(Excerpted text):
# Chicago Food Must Haves



## csb (Mar 26, 2014)

I'll be in Chicago this weekend for about 20 hours and then again in May for a training. What are the must haves for food? I've had Giordano's and we're planning a Chicago-style hot dog this trip, but I'd like to hear what to eat and where to eat it.

(God grant eternal rest to VTE and may perpetual light shine upon him. I just thought of him when I wrote that last phrase. RIP)


----------



## engineergurl (Mar 26, 2014)

Lou Malnati's--- Pizza

Portillo's--- Italian Beef Sandwiches

Manny's Deli

Carson Ribs

and of course a hot dog

These foods we pay large amounts of money to get them shipped to us... and are on my list of places to go in person


----------



## snickerd3 (Mar 26, 2014)

Lou's!!! There are locations downtown. I dunno if portillos has any places in the city also super yummy.

Super Dawg www.*superdawg*.com/‎


----------



## snickerd3 (Mar 26, 2014)

When in May? actually downtown or in the suburbs


----------



## mudpuppy (Mar 26, 2014)

snickerd3 said:


> When in May? actually downtown or in the suburbs




Yeah, inquiring minds want to know!


----------



## snickerd3 (Mar 26, 2014)

there is also pizzaria Uno/due

http://www.virtualtourist.com/travel/North_America/United_States_of_America/Illinois/Chicago-777256/Restaurants-Chicago-Pizzeria_UnoPizzeria_Due-BR-1.html


----------



## snickerd3 (Mar 26, 2014)

snickerd3 said:


> there is also pizzaria Uno/due
> 
> http://www.virtualtourist.com/travel/North_America/United_States_of_America/Illinois/Chicago-777256/Restaurants-Chicago-Pizzeria_UnoPizzeria_Due-BR-1.html


i have eaten at both of them, much better than the Unos chain restaurant locations.


----------



## engineergurl (Mar 26, 2014)

snickerd3 said:


> snickerd3 said:
> 
> 
> > there is also pizzaria Uno/due
> ...




I heard that depending on when you go there, it's more of a tourist attraction than a restaurant


----------



## snickerd3 (Mar 26, 2014)

there is also a 3 story Italian place where the floor essentially dictates the quality. the ground floor is the fast food italian. 2nd floor is a small cozy family italian and the third floor is the fancy white table cloth sort of place


----------



## snickerd3 (Mar 26, 2014)

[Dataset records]
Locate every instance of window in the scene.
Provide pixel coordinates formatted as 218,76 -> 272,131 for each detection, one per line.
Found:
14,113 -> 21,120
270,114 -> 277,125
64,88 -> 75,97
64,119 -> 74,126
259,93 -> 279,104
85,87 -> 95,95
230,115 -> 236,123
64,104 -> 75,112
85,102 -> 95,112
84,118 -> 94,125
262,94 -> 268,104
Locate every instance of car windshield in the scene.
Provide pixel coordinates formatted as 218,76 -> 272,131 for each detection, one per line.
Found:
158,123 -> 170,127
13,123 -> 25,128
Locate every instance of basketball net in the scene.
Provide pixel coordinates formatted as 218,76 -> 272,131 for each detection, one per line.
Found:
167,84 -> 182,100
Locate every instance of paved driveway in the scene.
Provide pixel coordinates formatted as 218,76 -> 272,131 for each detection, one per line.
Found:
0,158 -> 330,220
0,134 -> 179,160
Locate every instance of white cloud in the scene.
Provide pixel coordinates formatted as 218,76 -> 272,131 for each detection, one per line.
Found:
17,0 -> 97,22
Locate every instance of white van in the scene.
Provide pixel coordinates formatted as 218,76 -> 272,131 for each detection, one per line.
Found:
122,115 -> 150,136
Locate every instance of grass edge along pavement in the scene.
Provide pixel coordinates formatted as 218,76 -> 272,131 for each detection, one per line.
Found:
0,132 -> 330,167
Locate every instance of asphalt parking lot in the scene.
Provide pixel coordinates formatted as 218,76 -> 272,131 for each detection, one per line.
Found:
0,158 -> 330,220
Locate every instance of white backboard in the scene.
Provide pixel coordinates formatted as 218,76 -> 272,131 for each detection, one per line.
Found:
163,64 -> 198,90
* * *
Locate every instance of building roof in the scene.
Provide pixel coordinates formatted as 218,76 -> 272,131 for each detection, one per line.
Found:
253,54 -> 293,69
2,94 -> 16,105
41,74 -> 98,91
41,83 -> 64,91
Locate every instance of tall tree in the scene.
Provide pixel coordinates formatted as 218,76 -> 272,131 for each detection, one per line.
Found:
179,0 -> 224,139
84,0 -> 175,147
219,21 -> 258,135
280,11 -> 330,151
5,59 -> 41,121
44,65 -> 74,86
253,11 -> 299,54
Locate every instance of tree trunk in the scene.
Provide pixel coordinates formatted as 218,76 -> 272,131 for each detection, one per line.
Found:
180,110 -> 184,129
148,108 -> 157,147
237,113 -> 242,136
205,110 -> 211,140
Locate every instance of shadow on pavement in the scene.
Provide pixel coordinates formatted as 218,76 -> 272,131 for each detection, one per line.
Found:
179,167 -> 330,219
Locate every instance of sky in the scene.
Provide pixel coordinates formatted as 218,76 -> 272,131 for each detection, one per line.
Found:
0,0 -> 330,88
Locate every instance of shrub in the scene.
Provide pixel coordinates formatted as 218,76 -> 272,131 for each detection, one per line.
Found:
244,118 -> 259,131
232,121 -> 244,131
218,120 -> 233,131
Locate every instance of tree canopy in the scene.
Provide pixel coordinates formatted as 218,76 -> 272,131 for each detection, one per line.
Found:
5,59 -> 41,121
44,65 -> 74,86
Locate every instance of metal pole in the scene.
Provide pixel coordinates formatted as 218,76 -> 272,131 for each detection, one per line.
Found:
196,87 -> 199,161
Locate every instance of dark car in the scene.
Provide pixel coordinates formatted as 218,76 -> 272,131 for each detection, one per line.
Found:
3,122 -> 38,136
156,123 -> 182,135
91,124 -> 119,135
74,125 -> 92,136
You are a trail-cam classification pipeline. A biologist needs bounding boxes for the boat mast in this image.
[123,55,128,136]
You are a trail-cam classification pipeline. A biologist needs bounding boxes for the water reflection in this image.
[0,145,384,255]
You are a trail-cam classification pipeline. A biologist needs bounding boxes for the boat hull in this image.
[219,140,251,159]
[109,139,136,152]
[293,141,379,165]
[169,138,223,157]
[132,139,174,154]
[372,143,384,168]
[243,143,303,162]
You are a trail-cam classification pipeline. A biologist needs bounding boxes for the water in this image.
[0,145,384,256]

(Challenge):
Reproduce word for word the passage of the Chicago food thread that begins with the words containing "## csb (Mar" and ends with "where to eat it.".

(Answer to this problem):
## csb (Mar 26, 2014)

I'll be in Chicago this weekend for about 20 hours and then again in May for a training. What are the must haves for food? I've had Giordano's and we're planning a Chicago-style hot dog this trip, but I'd like to hear what to eat and where to eat it.